◆ CONSIGNA 1:
Duplica del texto sobre los Amigos de la Cruz todo lo que va desde "Pero si esta" hasta "la ha llevado.".
◆ CONSIGNA 2:
Según el texto sobre los Amigos de la Cruz, ¿quiénes tienen también sus mártires?
◆ CONSIGNA 3:
Reanuda el texto sobre los Amigos de la Cruz a continuación de su última frase.

◆ TEXTO DE ORIGEN:
####################

Pero si esta gloria es tan grande ya sobre la tierra ¿cómo será la que adquiere en el cielo? ¿Quién podrá explicar y comprender jamás ese «peso de gloria eterna» que obra en nosotros el breve instante de una cruz bien llevada (2 Cor. 4, 17)? ¿Quién comprenderá la gloria que produce en el cielo un año y quizá una vida entera de cruz y de dolores?
Seguramente, mis queridos Amigos de la Cruz, el cielo os prepara para algo grande -os lo dice un gran santo-, pues el Espíritu Santo os une tan estrechamente con aquello que todo el mundo rehuye con tanto cuidado. Es indudable que Dios quiere hacer tantos santos y santas cuantos Amigos de la Cruz existen, si sois fieles a vuestra vocación, si lleváis vuestra cruz como es debido, como Jesucristo la ha llevado.
Pero no basta con sufrir: también el demonio y el mundo tienen sus mártires. Es preciso que cada uno sufra y lleve su cruz siguiendo a Jesucristo: «que me siga» (Mt. 16, 24), es decir, llevándola como él la llevó. Y para eso habéis de guardar estas reglas:
PRIMERO: No os busquéis cruces a propósito ni por culpa propia. No hay que hacer el mal para que venga el bien (Rom. 3, 8). No conviene, sin una inspiración especial, hacer las cosas mal para atraerse el desprecio de los hombres. Hay que imitar, más bien, a Jesucristo, del que se dijo «todo lo ha hecho bien» (Mc. 7, 37), y no por amor propio o vanidad, sino por agradar a Dios y para ganar al prójimo. Y si os dedicáis a cumplir lo mejor que podáis vuestros deberes, nos os faltarán contradicciones, persecuciones y desprecios, pues la Divina Providencia os los enviará, contra vuestra voluntad y sin que lo elijáis.
SEGUNDO: Si vais a hacer cualquier cosa en sí indiferente, que, aunque sea sin motivo, pudiera escandalizar al prójimo, absteneos de hacerlo por caridad, para evitar el escándalo de los débiles (1 Cor. 8, 13). Y el acto heroico de caridad que en esa ocasión hacéis vale infinitamente más de lo que hacías o queríais hacer.

####################

◆ DATOS MOSTRADOS:
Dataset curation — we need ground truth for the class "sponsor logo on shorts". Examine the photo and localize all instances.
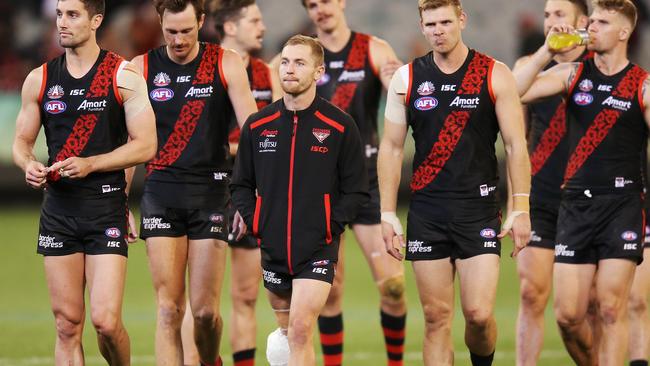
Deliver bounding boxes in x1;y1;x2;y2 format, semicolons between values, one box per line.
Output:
38;235;63;249
149;88;174;102
555;244;576;257
481;228;497;239
43;100;68;114
530;231;542;243
413;97;438;111
311;128;332;144
142;217;172;230
408;240;433;253
418;81;436;95
578;79;594;93
210;214;223;224
573;93;594;106
262;269;282;285
316;73;332;86
104;227;122;239
153;72;172;88
47;84;65;99
621;230;639;241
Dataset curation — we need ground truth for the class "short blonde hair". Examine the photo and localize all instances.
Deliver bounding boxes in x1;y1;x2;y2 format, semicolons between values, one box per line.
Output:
418;0;463;18
282;34;325;66
592;0;638;29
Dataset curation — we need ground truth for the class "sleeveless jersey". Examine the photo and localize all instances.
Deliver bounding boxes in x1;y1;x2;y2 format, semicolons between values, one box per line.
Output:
527;51;593;205
228;56;273;143
317;32;382;166
406;50;499;221
39;50;128;216
144;43;233;208
564;59;648;196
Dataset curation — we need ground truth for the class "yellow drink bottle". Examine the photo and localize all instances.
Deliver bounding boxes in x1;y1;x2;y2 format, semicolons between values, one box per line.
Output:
548;29;589;51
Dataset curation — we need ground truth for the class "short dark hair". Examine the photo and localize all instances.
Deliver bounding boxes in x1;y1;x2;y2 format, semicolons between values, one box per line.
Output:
566;0;589;15
210;0;255;41
592;0;638;28
153;0;205;20
282;34;325;66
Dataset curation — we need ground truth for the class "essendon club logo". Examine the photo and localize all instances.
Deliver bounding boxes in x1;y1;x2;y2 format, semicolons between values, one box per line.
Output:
311;128;332;143
43;100;67;114
47;85;65;99
153;72;172;87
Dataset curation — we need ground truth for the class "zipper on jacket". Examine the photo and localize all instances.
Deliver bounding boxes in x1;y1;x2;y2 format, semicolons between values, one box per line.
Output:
287;111;298;275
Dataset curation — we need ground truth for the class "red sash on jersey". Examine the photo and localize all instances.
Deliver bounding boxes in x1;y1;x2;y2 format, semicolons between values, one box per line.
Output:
331;33;370;112
47;52;123;182
530;52;594;176
147;44;223;176
562;65;648;186
411;52;494;192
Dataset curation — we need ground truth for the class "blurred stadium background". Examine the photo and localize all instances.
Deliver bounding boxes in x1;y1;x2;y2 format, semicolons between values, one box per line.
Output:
0;0;650;366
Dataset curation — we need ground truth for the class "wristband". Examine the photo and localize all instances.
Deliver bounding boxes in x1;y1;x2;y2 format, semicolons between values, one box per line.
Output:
381;212;404;235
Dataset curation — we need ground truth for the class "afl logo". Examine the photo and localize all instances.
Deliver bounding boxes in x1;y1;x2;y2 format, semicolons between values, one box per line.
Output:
481;228;497;239
316;74;332;86
153;72;172;87
578;79;594;92
621;231;638;241
44;100;67;114
573;93;594;105
149;88;174;102
104;227;122;239
413;97;438;111
47;85;65;99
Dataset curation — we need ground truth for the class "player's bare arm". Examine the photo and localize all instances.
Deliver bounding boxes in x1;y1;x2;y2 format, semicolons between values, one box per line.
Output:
13;66;47;188
50;63;157;179
222;49;257;128
377;72;408;260
370;37;402;90
492;62;530;256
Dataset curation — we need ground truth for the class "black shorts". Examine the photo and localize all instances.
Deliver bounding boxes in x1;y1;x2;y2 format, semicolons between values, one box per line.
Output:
262;259;336;293
406;210;501;261
140;192;230;241
528;203;560;250
37;203;128;257
350;175;381;226
555;194;645;264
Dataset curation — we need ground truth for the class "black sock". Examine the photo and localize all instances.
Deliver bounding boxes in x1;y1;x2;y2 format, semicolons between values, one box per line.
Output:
469;352;494;366
318;314;343;366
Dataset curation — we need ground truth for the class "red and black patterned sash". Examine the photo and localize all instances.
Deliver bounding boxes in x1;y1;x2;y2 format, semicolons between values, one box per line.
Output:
563;65;648;186
147;44;223;176
47;52;123;182
411;52;494;192
331;33;370;111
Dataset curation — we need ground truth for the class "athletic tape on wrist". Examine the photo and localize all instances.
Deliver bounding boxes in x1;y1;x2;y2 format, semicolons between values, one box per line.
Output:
381;212;404;235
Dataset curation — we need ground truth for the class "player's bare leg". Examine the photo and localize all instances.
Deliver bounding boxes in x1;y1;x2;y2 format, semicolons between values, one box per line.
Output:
146;236;187;365
456;254;500;364
517;247;555;366
596;259;636;365
44;253;85;366
627;249;650;362
188;239;227;365
413;258;454;366
553;263;596;366
230;247;262;353
86;254;131;365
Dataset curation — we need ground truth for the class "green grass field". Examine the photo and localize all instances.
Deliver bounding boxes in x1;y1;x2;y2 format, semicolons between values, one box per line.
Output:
0;208;572;366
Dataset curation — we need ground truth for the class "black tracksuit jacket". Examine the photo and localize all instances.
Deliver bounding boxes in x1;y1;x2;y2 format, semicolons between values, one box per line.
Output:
230;97;370;275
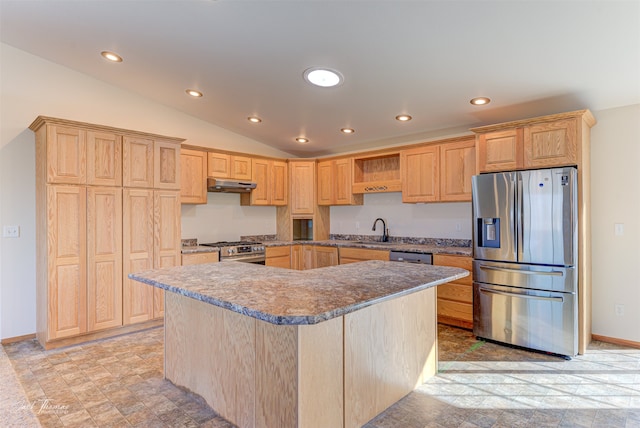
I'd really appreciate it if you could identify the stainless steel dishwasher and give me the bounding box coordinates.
[389,251,433,265]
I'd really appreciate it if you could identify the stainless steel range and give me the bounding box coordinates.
[200,241,265,265]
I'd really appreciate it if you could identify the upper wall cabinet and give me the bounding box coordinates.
[240,158,289,206]
[289,160,316,215]
[46,124,122,186]
[400,137,476,203]
[472,110,595,172]
[317,158,362,205]
[180,149,207,204]
[207,152,251,180]
[122,135,180,190]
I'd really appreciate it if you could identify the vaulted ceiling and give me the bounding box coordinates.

####################

◆ RESPUESTA ESPERADA 1:
Pero si esta gloria es tan grande ya sobre la tierra ¿cómo será la que adquiere en el cielo? ¿Quién podrá explicar y comprender jamás ese «peso de gloria eterna» que obra en nosotros el breve instante de una cruz bien llevada (2 Cor. 4, 17)? ¿Quién comprenderá la gloria que produce en el cielo un año y quizá una vida entera de cruz y de dolores?
Seguramente, mis queridos Amigos de la Cruz, el cielo os prepara para algo grande -os lo dice un gran santo-, pues el Espíritu Santo os une tan estrechamente con aquello que todo el mundo rehuye con tanto cuidado. Es indudable que Dios quiere hacer tantos santos y santas cuantos Amigos de la Cruz existen, si sois fieles a vuestra vocación, si lleváis vuestra cruz como es debido, como Jesucristo la ha llevado.

◆ RESPUESTA ESPERADA 2:
El demonio y el mundo.

◆ RESPUESTA ESPERADA 3:
Sin embargo, si el bien que hacéis es necesario o útil al prójimo, aunque algún fariseo o mal espíritu se escandalice sin motivo, consultad con alguien prudente para aseguraros de que lo que hacéis es necesario o muy útil al común de los prójimos; y si él así lo considera, continuad haciéndolo y dejadles murmurar, con tal de que os dejen actuar, contestando en esta ocasión aquello que respondió Nuestro Señor a algunos de sus discípulos, cuando vinieron a decirle que había escribas y fariseos que se escandalizaban de sus palabras y actos: «dejadles; están ciegos» (Mt. 15, 14).
TERCERO: Algunos santos y varones ilustres han pedido, buscado e incluso procurado por medios ridículos cruces, desprecios y humillaciones. Pues bien, eso debe movernos a adorar y admirar la obra extraordinaria del Espíritu Santo en sus almas, y a humillarnos ante tan sublime virtud; pero no ha de llevarnos a pretender volar tan alto, pues nosotros, comparados con esas águilas veloces y esos leones rugientes, no pasamos de ser pollos mojados y perros muertos.
CUARTO: No obstante, podéis e incluso debéis pedir la sabiduría de la cruz, que es una ciencia sabrosa y experimental de la verdad, por la que se entienden a la luz de la fe los más ocultos misterios, entre otros el de la cruz; pero es ciencia que no se alcanza sino a través de muchos trabajos, profundas humillaciones y fervientes oraciones. Si necesitáis este espíritu generoso (Sal. 50, 14), que permite llevar con valor las más pesadas cruces; este espíritu bueno (Lc. 11, 13) y suave, que hace, en lo parte superior del alma, gustar las amarguras más repugnantes; este espíritu puro y firme (Sal. 50, 12), que solamente busca a Dios; esta ciencia de la cruz, que contiene todas las verdades; en una palabra, este tesoro infinito que nos hace partícipes de la amistad de Dios (Sab. 7, 14), pedid la sabiduría; pedidla incesantemente, con toda insistencia, sin vacilar (Sant. 1, 5-6), sin temor de no alcanzarla, e infalible-mente la recibiréis. Y entonces comprenderéis claramente, por experiencia, cómo se puede llegar a desear, a buscar y a gustar la cruz.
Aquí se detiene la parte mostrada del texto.